##### Document segment #####

How I learned to stop worrying and love the goonery….

Two for elbowing went through a bit of a dry spell where I wasn’t doing much posting. Part of it was because of outside factors, things that were sucking up my time and energy and not leaving me much in spare to blog with.

But to be blunt about it, I got really pissed at hockey for a while, and I just didn’t feel like spewing about it on the blog. Or talking about hockey — or watching it very much.

Now that I’m back and a hockey fan again, I think I understand the core reason why hockey has struggled to catch on in the U.S. and why, if things don’t change, hockey is going to continue to be a marginalized sport south of the border.

Hint: it’s not fighting. At least, not directly.

I was already thinking my way through this before I hit the wall — it’s been a rough year for the league in terms of injuries, and more importantly, injuries caused by non-hockey action and action that is generally detrimental to the game. I even brought up the phrase “stop the stretchers”, which I realize now was an early indication that the league was heading in a direction that I was very uncomfortable with, very quickly.

But what finally put me off hockey were two situations — the Chris Simon/Ryan Hollweg problem, and the Mike Modano/Jordan Tootoo/Stephane Robidas problem.

But probably not for the reasons you expect.

Let’s revisit the Hollweg/Simon hits. If you watch the video (and it’s easily available on Youtube), Hollweg has Simon lined up early, and is aimed straight at the numbers. He had plenty of opportunity to pull up, to avoid the hit. He never intended to, and his hit was always clearly lined up as a hit from behind. That’s illegal, it’s dangerous, and it shouldn’t ever be an acceptable hit. Simon went into the glass head first and went down, then got back up and went after Hollweg — and took his stick to him.

That is clearly ALSO never acceptable. But lost in the call for Simon’s blood is this fact: Hollweg’s hit severely concussed Simon. A number of pundits noted that the stickwork by Simon wasn’t characteristic of the player, that it wasn’t how he normally played or acted. In fact, that’s literally true — being concussed, he wasn’t thinking clearly.

#####

Problem set
A - Please retype the passage of the hockey blog post starting with "How I learned" and going on through "it very much.".
B - Summarize the hockey blog post in two sentences.

##### Data entries #####

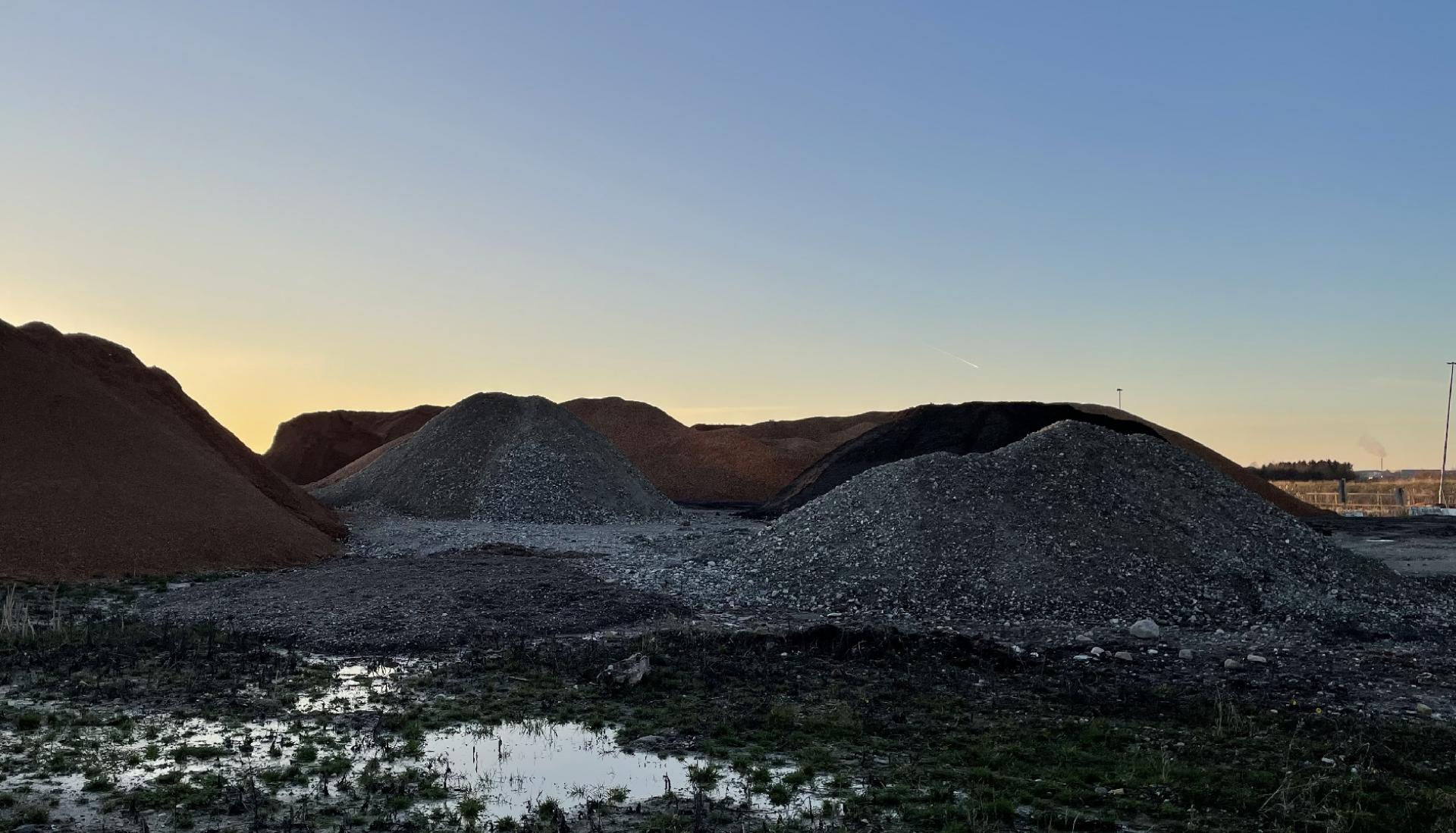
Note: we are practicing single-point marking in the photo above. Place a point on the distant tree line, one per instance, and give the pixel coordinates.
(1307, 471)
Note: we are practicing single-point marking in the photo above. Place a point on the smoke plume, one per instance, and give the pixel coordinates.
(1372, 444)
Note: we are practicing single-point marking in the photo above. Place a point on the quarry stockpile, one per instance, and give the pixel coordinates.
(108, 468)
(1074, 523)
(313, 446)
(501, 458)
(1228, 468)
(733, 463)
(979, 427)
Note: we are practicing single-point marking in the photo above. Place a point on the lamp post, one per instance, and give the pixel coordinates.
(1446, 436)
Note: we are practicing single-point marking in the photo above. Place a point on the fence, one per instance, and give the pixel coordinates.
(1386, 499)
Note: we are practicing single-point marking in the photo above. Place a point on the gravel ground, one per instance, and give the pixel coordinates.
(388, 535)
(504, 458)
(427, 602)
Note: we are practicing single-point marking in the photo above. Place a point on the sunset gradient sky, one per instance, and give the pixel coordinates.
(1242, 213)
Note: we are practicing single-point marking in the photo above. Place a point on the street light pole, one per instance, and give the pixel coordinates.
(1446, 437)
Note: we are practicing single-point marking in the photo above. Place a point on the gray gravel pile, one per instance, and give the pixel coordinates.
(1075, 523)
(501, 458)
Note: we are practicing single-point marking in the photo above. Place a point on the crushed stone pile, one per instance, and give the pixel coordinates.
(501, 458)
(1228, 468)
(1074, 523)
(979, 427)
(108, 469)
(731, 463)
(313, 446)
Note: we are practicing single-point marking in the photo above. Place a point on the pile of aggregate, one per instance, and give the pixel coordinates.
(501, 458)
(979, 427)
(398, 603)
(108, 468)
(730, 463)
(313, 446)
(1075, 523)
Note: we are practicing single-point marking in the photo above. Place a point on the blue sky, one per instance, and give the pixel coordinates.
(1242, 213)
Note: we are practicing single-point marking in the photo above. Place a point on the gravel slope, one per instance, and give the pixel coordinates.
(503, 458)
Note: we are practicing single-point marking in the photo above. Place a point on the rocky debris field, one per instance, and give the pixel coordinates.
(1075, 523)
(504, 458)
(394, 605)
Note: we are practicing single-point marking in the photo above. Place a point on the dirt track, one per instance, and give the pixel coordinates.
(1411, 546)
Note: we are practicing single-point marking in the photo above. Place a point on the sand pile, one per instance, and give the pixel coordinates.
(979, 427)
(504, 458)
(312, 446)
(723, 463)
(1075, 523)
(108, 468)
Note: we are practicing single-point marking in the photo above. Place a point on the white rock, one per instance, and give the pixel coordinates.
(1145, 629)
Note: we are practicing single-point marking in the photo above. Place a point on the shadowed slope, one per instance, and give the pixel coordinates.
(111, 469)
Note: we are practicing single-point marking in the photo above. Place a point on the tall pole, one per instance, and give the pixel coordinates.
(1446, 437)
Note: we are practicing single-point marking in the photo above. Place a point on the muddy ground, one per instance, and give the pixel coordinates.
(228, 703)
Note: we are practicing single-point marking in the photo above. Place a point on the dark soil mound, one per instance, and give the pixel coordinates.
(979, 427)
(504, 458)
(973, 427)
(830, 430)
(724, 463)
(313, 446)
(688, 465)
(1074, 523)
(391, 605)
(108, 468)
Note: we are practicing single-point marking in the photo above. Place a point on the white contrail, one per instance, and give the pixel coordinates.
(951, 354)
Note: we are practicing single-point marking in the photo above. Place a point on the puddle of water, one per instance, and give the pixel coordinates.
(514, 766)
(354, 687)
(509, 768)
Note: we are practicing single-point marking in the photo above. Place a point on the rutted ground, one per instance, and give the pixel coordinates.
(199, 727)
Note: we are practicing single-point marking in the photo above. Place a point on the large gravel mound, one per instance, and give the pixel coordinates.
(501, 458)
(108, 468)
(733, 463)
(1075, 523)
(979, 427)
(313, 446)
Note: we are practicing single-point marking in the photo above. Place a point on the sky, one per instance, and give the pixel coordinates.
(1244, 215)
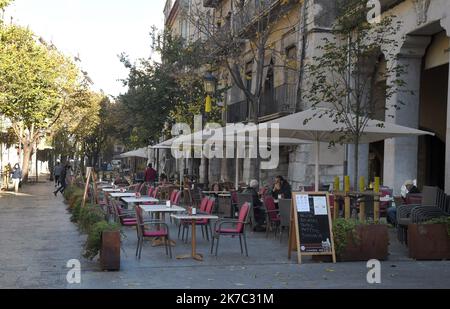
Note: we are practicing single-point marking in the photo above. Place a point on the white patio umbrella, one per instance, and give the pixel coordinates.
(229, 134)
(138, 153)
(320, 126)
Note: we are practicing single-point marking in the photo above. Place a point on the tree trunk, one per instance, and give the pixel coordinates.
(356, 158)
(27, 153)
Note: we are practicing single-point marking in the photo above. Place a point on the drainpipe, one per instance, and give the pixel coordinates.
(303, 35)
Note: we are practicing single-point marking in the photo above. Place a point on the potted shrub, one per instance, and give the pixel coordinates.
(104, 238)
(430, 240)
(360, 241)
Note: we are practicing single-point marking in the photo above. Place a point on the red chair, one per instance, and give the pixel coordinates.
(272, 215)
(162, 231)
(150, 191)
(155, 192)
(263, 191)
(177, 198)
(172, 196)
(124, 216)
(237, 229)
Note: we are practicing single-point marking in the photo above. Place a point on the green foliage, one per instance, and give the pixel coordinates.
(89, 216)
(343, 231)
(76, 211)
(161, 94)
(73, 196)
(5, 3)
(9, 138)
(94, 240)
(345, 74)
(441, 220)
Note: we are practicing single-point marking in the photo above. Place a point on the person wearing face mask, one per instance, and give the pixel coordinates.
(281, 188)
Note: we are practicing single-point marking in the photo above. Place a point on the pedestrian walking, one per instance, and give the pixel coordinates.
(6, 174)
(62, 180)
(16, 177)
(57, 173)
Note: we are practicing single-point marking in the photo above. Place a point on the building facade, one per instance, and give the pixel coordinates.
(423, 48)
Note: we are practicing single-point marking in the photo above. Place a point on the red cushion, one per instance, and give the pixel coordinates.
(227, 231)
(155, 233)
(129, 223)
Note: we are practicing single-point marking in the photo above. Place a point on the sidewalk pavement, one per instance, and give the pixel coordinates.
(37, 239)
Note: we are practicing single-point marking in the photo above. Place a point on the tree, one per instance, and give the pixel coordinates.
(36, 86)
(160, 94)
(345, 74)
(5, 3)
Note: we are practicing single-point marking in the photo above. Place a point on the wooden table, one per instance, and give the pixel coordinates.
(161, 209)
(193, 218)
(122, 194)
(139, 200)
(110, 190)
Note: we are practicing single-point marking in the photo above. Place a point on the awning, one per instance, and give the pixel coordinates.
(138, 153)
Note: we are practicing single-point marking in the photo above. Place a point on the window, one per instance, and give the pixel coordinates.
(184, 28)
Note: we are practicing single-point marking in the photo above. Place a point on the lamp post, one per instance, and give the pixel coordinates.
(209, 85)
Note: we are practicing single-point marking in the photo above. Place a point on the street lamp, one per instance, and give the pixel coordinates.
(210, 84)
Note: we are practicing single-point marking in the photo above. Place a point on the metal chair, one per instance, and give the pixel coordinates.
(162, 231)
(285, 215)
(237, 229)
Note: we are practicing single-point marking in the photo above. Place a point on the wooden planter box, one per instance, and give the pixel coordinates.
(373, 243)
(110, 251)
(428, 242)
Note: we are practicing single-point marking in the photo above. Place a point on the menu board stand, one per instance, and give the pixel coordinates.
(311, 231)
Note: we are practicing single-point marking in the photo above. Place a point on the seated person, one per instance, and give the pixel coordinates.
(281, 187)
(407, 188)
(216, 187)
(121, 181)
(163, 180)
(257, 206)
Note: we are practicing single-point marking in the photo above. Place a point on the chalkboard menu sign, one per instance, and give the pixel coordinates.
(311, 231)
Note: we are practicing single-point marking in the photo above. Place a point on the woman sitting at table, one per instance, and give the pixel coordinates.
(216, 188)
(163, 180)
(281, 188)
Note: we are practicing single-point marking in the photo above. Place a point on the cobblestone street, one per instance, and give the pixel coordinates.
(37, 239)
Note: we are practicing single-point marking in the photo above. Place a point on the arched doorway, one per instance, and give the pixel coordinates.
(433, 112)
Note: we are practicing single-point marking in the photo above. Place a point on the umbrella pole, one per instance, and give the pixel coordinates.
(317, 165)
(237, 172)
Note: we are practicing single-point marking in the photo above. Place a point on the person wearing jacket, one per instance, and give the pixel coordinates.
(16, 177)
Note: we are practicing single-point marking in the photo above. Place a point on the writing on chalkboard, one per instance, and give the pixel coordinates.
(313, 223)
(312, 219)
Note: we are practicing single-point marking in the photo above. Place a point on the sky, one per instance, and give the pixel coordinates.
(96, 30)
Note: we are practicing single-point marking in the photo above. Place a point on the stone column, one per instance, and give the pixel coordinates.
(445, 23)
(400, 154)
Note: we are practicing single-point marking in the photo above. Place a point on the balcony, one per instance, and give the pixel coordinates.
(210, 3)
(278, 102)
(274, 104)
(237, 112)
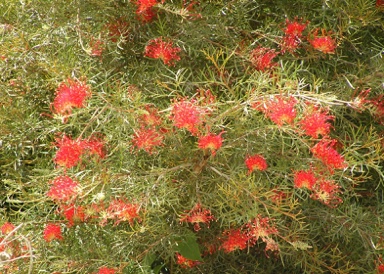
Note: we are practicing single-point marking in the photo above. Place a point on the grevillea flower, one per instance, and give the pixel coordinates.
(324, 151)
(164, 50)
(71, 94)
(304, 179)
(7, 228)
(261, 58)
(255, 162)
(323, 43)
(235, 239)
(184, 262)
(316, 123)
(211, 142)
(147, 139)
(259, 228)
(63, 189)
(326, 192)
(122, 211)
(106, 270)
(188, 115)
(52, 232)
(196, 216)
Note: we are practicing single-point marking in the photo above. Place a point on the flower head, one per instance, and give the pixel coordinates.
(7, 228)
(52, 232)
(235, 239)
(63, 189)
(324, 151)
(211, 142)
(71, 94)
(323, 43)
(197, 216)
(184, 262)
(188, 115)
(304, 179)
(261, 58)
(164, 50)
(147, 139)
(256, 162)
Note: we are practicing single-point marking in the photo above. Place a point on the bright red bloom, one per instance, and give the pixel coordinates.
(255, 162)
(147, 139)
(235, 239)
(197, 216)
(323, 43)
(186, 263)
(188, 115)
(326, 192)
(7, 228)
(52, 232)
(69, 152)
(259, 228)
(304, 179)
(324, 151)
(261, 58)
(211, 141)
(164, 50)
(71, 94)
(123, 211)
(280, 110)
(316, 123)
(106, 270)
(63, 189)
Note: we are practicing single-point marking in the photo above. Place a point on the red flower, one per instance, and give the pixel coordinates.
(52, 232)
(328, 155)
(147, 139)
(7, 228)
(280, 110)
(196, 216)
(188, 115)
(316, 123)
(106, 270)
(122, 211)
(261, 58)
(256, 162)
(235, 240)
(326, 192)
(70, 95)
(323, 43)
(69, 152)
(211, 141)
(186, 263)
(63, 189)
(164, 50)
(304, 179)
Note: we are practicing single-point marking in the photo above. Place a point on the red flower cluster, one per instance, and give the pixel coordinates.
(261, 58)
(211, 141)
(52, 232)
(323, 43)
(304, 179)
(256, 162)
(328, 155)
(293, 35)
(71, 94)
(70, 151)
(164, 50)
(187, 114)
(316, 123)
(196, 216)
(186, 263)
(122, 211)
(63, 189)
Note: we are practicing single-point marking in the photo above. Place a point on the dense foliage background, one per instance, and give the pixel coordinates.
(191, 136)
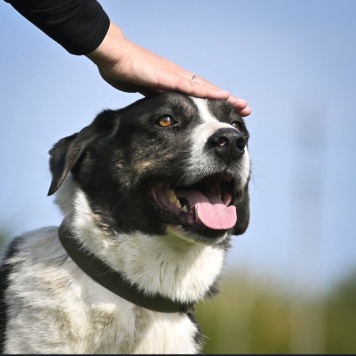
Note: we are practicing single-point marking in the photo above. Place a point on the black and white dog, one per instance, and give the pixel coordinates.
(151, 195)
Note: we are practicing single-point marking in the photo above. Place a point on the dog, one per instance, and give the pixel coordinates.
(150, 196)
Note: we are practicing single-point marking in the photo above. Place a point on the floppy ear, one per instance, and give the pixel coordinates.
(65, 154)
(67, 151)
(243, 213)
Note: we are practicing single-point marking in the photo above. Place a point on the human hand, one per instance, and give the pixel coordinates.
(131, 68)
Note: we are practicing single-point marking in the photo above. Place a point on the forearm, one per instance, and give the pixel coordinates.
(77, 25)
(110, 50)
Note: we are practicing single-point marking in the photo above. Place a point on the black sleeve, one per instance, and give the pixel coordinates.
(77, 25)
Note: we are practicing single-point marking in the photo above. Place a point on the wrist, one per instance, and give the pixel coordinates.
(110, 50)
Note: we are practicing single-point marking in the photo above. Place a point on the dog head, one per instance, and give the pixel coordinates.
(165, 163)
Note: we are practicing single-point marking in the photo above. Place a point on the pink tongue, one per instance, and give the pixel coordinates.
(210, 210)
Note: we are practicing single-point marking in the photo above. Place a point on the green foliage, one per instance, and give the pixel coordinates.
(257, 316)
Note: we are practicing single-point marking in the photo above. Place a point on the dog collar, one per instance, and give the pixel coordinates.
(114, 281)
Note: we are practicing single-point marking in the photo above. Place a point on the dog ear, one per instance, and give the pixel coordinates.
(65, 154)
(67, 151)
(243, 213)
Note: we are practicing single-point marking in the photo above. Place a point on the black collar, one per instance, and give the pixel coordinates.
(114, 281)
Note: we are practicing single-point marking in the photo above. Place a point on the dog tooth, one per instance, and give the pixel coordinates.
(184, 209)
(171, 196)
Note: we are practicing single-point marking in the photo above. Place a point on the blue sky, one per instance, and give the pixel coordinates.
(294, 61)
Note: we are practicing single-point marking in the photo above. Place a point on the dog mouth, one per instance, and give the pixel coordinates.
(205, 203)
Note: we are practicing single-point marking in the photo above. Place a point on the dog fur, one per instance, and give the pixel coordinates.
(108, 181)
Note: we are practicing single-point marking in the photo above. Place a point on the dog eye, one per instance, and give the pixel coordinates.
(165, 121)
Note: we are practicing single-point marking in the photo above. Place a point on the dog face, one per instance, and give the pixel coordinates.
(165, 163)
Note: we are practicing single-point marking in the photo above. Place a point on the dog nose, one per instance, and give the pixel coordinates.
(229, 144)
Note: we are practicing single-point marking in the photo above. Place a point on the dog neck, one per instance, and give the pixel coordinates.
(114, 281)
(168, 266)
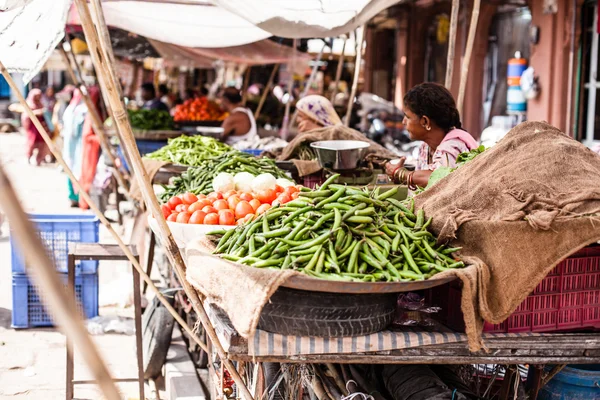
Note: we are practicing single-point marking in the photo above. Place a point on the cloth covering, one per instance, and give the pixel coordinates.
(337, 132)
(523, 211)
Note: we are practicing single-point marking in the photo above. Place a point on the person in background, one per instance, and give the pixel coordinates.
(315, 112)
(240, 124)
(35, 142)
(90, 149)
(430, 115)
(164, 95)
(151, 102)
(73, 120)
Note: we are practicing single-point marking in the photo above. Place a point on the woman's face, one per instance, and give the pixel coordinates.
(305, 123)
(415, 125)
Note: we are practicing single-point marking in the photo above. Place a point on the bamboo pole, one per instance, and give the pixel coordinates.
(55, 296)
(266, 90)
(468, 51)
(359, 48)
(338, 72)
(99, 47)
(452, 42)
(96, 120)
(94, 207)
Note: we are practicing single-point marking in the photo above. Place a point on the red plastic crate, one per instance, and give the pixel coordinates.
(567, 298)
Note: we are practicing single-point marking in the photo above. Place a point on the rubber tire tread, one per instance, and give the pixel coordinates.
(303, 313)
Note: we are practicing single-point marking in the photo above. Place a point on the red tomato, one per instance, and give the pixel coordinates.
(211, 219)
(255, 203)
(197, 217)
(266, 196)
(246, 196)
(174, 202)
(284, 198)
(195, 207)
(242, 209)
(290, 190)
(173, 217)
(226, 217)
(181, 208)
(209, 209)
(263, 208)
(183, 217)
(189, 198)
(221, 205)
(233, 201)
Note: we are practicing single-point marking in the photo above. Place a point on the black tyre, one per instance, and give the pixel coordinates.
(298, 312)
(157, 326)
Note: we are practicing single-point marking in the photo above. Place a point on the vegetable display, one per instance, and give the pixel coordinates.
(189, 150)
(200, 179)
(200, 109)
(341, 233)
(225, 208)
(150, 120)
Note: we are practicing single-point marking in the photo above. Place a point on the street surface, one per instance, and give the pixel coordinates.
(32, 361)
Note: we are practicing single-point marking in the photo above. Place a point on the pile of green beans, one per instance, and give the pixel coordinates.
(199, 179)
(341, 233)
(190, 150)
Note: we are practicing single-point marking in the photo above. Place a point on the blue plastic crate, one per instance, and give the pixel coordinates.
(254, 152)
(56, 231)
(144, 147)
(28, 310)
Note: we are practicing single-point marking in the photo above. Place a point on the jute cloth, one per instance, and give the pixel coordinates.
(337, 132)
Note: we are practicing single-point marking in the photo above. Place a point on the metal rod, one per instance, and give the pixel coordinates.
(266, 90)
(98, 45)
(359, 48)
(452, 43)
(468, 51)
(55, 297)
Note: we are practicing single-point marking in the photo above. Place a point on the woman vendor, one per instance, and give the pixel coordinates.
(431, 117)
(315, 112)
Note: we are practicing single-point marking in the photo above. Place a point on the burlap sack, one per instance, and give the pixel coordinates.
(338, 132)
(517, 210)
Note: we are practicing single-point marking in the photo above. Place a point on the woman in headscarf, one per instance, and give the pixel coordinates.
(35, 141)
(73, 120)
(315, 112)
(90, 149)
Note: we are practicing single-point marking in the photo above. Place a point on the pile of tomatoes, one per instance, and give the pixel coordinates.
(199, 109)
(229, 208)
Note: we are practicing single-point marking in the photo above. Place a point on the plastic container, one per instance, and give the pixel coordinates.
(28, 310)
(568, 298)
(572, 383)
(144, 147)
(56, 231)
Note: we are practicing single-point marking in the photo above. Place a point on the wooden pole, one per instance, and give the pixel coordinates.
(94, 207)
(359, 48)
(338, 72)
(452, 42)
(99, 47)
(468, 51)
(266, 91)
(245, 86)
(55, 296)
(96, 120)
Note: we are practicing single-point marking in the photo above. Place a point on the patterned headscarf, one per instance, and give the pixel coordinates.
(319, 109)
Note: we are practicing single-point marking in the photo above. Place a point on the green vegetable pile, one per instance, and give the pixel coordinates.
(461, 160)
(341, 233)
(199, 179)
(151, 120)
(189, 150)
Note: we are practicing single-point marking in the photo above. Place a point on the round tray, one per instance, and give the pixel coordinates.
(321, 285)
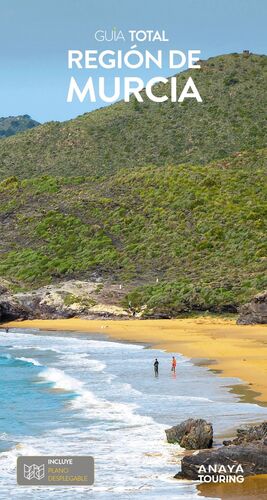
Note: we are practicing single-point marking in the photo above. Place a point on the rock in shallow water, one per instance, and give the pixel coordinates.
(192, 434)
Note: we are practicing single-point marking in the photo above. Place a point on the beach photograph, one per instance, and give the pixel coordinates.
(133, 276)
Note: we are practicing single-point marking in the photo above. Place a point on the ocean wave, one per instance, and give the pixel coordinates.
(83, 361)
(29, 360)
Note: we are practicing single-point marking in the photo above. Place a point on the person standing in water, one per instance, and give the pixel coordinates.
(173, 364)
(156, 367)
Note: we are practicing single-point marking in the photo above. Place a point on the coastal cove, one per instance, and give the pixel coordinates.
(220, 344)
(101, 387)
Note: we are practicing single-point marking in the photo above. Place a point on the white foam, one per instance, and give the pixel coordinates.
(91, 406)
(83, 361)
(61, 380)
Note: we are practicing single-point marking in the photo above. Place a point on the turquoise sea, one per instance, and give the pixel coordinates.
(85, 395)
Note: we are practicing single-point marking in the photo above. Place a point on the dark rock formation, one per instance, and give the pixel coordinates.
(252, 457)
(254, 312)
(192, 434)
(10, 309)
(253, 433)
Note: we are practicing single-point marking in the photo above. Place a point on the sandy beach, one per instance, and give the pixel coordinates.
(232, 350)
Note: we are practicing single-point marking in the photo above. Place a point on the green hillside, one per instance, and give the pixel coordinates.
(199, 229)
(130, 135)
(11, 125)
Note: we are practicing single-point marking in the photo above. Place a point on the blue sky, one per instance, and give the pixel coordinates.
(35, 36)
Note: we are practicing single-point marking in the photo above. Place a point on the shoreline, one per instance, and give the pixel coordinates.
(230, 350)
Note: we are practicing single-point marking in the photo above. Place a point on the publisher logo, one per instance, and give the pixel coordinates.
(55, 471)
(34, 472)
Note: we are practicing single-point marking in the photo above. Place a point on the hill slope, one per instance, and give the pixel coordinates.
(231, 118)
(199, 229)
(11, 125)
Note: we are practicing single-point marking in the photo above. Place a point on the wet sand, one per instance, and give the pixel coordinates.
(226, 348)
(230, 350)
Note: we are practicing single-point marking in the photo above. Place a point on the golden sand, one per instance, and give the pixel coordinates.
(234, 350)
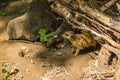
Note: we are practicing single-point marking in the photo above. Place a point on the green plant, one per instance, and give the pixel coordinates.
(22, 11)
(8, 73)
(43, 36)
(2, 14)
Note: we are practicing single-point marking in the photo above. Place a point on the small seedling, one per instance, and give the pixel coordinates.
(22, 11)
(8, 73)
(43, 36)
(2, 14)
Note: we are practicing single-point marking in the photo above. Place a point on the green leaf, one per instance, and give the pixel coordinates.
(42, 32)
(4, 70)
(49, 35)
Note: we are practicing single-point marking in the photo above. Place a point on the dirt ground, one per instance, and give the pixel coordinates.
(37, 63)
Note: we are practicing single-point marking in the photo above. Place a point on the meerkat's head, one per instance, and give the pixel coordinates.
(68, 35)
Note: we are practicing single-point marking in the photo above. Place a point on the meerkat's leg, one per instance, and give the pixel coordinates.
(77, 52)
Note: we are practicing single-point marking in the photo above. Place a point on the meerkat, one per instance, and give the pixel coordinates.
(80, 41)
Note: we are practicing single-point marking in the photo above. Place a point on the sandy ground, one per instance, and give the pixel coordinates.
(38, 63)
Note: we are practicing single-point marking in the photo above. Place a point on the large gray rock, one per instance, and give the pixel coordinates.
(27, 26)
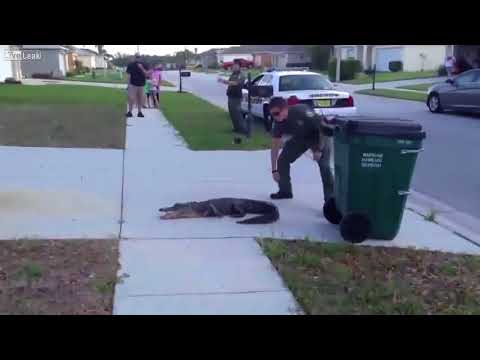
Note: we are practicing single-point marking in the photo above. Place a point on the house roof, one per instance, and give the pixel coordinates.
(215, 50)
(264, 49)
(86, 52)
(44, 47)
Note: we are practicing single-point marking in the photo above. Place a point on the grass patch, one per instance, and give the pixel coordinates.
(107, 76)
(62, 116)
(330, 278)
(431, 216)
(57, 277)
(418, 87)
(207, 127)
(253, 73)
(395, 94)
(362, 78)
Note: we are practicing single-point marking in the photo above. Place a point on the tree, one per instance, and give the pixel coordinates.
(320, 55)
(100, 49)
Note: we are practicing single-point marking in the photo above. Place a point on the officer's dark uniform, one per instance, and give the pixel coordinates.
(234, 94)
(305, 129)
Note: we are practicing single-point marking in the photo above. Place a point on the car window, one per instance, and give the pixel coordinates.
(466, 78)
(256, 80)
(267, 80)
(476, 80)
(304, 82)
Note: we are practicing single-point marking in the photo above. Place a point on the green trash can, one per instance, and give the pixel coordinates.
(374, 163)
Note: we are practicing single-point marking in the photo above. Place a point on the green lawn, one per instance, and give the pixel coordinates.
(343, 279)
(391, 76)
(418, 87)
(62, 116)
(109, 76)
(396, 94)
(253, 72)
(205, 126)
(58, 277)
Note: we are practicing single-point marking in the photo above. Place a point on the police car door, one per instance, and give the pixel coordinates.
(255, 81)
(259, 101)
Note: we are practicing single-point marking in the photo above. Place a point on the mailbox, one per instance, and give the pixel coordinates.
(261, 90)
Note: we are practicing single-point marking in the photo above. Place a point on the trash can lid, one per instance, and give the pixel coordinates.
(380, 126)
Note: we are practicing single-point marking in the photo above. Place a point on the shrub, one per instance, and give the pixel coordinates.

#####

Answers to the problems
A -
How I learned to stop worrying and love the goonery….

Two for elbowing went through a bit of a dry spell where I wasn’t doing much posting. Part of it was because of outside factors, things that were sucking up my time and energy and not leaving me much in spare to blog with.

But to be blunt about it, I got really pissed at hockey for a while, and I just didn’t feel like spewing about it on the blog. Or talking about hockey — or watching it very much.

B - After a posting dry spell caused partly by outside demands and partly by anger at hockey, the writer is a fan again and believes the sport's failure to catch on in the U.S. is not directly about fighting. What soured the writer was a rough year of injuries, including Ryan Hollweg's illegal hit from behind that severely concussed Chris Simon, who then took his stick to Hollweg.